## Exercise
Please reproduce every item below word for word, keeping each line and every number unchanged.

****************************************

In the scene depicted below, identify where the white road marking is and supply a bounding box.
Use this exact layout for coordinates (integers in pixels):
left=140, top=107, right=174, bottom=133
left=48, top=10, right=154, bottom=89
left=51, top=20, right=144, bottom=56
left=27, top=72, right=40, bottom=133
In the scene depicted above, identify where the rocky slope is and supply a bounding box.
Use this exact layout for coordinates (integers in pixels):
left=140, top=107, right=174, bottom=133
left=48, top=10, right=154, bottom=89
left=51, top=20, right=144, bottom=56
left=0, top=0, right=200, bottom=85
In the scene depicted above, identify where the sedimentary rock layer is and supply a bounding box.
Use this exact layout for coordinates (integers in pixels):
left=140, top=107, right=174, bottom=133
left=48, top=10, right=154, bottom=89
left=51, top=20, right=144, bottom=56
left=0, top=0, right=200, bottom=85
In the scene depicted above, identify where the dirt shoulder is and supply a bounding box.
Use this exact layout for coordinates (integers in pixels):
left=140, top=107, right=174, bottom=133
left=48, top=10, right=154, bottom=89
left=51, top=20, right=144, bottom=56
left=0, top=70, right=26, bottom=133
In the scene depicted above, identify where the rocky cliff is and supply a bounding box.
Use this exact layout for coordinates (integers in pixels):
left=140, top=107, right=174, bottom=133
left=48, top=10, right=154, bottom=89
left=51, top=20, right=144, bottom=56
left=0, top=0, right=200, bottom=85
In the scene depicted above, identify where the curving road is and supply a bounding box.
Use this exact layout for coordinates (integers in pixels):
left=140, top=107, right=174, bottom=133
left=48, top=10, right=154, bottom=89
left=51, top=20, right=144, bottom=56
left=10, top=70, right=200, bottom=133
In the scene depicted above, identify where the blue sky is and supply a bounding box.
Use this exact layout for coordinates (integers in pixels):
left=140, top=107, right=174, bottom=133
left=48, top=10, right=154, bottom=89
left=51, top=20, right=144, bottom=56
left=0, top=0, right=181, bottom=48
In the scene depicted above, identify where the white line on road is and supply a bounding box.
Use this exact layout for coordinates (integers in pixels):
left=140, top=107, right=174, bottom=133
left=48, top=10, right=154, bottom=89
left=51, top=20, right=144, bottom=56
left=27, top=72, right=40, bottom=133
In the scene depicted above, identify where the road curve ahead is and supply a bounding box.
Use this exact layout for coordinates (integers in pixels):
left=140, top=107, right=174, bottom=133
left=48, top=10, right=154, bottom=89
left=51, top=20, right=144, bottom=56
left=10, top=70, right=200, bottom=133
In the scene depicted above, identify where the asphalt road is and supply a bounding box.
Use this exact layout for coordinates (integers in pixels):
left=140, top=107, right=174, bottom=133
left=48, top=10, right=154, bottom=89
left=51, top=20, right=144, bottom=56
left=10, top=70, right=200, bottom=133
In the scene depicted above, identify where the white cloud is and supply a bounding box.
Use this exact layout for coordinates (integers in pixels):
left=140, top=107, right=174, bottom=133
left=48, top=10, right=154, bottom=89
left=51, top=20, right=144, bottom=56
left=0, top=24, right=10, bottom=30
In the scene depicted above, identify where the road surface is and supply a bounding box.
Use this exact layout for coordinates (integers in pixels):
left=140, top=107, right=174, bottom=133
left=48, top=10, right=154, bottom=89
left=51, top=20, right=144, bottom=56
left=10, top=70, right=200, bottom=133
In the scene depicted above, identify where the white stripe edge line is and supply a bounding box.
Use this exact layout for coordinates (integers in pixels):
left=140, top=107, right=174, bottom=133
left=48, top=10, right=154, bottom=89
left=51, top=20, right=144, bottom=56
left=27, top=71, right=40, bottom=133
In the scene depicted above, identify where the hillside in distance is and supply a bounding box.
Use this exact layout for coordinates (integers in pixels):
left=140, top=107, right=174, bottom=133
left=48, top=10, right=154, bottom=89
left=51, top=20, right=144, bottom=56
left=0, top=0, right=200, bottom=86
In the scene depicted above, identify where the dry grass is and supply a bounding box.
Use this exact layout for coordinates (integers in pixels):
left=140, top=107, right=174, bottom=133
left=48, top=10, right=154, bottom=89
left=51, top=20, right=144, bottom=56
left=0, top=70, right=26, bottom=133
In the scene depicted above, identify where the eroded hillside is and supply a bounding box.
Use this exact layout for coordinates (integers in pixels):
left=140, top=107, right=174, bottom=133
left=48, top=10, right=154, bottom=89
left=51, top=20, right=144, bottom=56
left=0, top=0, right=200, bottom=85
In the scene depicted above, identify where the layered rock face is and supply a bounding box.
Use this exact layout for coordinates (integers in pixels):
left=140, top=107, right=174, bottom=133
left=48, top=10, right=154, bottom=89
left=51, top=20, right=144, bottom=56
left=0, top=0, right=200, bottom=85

****************************************

## Solved problem
In the scene depicted below, identify where the white road marking is and supply a bounding box.
Use this exact layout for coordinates (integers in pixels):
left=140, top=107, right=174, bottom=133
left=48, top=10, right=154, bottom=89
left=51, top=20, right=144, bottom=56
left=27, top=72, right=40, bottom=133
In the scene depicted above, identify where the rocky slope is and supply a bounding box.
Use this exact layout for coordinates (integers in pixels):
left=140, top=107, right=174, bottom=133
left=48, top=10, right=154, bottom=89
left=51, top=20, right=144, bottom=56
left=0, top=0, right=200, bottom=85
In the scene depicted above, identify where the sedimentary rock layer is and supply a bounding box.
Use this exact layout for coordinates (integers in pixels):
left=140, top=107, right=174, bottom=133
left=48, top=10, right=154, bottom=89
left=51, top=20, right=144, bottom=56
left=0, top=0, right=200, bottom=85
In the scene depicted above, identify where the dirt shoulder is and supply a bounding box.
Use this exact layout for coordinates (integers in pixels):
left=140, top=107, right=174, bottom=133
left=48, top=10, right=154, bottom=89
left=51, top=20, right=144, bottom=56
left=0, top=70, right=26, bottom=133
In the scene depicted above, identify where the rocky cliff is and supply a bounding box.
Use this exact layout for coordinates (integers in pixels):
left=140, top=107, right=174, bottom=133
left=48, top=10, right=154, bottom=89
left=51, top=20, right=144, bottom=56
left=0, top=0, right=200, bottom=85
In the scene depicted above, identify where the curving road is and supply a bounding box.
Use this exact layout for coordinates (integers in pixels):
left=140, top=107, right=174, bottom=133
left=48, top=10, right=154, bottom=89
left=51, top=20, right=144, bottom=56
left=10, top=70, right=200, bottom=133
In the scene depicted above, identify where the blue sky is and supply a bounding box.
Use this exact layout for coordinates (integers in pixels):
left=140, top=107, right=174, bottom=133
left=48, top=10, right=154, bottom=89
left=51, top=20, right=144, bottom=56
left=0, top=0, right=181, bottom=48
In the scene depicted above, identify where the white line on road is and supply a bounding box.
Use this exact layout for coordinates (integers in pixels):
left=140, top=107, right=174, bottom=133
left=48, top=10, right=154, bottom=89
left=51, top=20, right=144, bottom=56
left=27, top=72, right=40, bottom=133
In the scene depicted above, identify where the road curve ahead is and supply a bounding box.
Use this exact layout for coordinates (integers in pixels):
left=140, top=107, right=174, bottom=133
left=48, top=10, right=154, bottom=89
left=51, top=20, right=144, bottom=56
left=10, top=70, right=200, bottom=133
In the scene depicted above, identify where the asphalt road is and supply a bounding box.
Use this exact layout for coordinates (integers in pixels):
left=140, top=107, right=174, bottom=133
left=48, top=10, right=154, bottom=89
left=51, top=20, right=144, bottom=56
left=10, top=70, right=200, bottom=133
In the scene depicted above, identify where the white cloud is and supply a bounding box.
Use this exact layout for coordinates (integers in pixels):
left=140, top=107, right=174, bottom=133
left=48, top=10, right=154, bottom=89
left=51, top=20, right=144, bottom=56
left=0, top=24, right=10, bottom=30
In the scene depicted above, identify where the road surface is and supply a bounding box.
Use this exact layout for coordinates (integers in pixels):
left=140, top=107, right=174, bottom=133
left=48, top=10, right=154, bottom=89
left=51, top=20, right=144, bottom=56
left=10, top=70, right=200, bottom=133
In the scene depicted above, identify where the white stripe edge line is and supply a bounding box.
Use this exact layout for coordinates (integers in pixels):
left=140, top=107, right=174, bottom=133
left=48, top=10, right=154, bottom=89
left=51, top=20, right=144, bottom=56
left=27, top=71, right=40, bottom=133
In the scene depicted above, identify where the hillside in distance is and supply a bounding box.
Use this exact layout for coordinates (integers in pixels):
left=140, top=107, right=174, bottom=133
left=48, top=10, right=154, bottom=89
left=51, top=20, right=144, bottom=56
left=0, top=0, right=200, bottom=86
In the scene depicted above, identify where the dry grass is and supply a bounding box.
Use this exact layout for coordinates (integers in pixels):
left=140, top=107, right=174, bottom=133
left=48, top=10, right=154, bottom=89
left=51, top=20, right=144, bottom=56
left=0, top=70, right=26, bottom=133
In the scene depicted above, identify where the eroded hillside is and supply a bounding box.
Use this exact layout for coordinates (integers in pixels):
left=140, top=107, right=174, bottom=133
left=48, top=10, right=154, bottom=89
left=51, top=20, right=144, bottom=56
left=0, top=0, right=200, bottom=85
In the scene depicted above, identify where the layered rock face is and supply a bounding box.
Use this exact layout for coordinates (integers in pixels):
left=140, top=107, right=174, bottom=133
left=48, top=10, right=154, bottom=89
left=51, top=20, right=144, bottom=56
left=0, top=0, right=200, bottom=85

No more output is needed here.